● YOUR GOAL: From the line containing "Task: pin the dark" down to the last line of the records below, copy every line exactly. Leave out everything before it.

==== RECORDS SHOWN

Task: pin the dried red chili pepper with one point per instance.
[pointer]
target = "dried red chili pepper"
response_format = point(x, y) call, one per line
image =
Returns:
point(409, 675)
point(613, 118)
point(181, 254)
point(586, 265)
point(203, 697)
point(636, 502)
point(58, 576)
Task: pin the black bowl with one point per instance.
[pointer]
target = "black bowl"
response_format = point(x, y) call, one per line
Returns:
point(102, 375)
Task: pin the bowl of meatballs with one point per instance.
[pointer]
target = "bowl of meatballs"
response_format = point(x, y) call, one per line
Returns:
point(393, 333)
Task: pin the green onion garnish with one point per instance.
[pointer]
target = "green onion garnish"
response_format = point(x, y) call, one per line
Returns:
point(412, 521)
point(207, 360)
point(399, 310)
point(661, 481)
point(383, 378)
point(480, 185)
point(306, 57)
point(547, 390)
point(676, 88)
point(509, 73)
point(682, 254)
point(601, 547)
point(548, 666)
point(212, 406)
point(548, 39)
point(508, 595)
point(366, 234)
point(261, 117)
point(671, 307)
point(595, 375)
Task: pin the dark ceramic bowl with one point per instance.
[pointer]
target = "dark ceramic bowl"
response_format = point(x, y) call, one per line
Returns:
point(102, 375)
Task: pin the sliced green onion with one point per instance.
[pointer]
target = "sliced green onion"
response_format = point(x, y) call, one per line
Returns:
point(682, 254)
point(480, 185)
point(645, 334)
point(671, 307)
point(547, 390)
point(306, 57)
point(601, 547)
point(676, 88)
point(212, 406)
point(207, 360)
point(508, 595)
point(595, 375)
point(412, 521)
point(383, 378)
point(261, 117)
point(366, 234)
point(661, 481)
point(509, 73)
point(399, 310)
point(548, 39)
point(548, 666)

========

● ANSWER TO THE PROBLEM:
Task: pin the dark ceramic bowl with one point per instance.
[pointer]
target = "dark ceramic bowl"
response_format = point(x, y) call, one per line
Returns:
point(102, 375)
Task: pin the sliced green onion with one point per instance.
[pointer]
target = "sliced green onion"
response_format = point(x, y) call, one per line
Returns:
point(682, 254)
point(480, 185)
point(645, 334)
point(671, 307)
point(547, 390)
point(306, 57)
point(601, 547)
point(676, 88)
point(212, 406)
point(207, 360)
point(508, 595)
point(595, 375)
point(412, 521)
point(383, 378)
point(261, 117)
point(366, 234)
point(661, 481)
point(509, 73)
point(399, 310)
point(548, 39)
point(548, 666)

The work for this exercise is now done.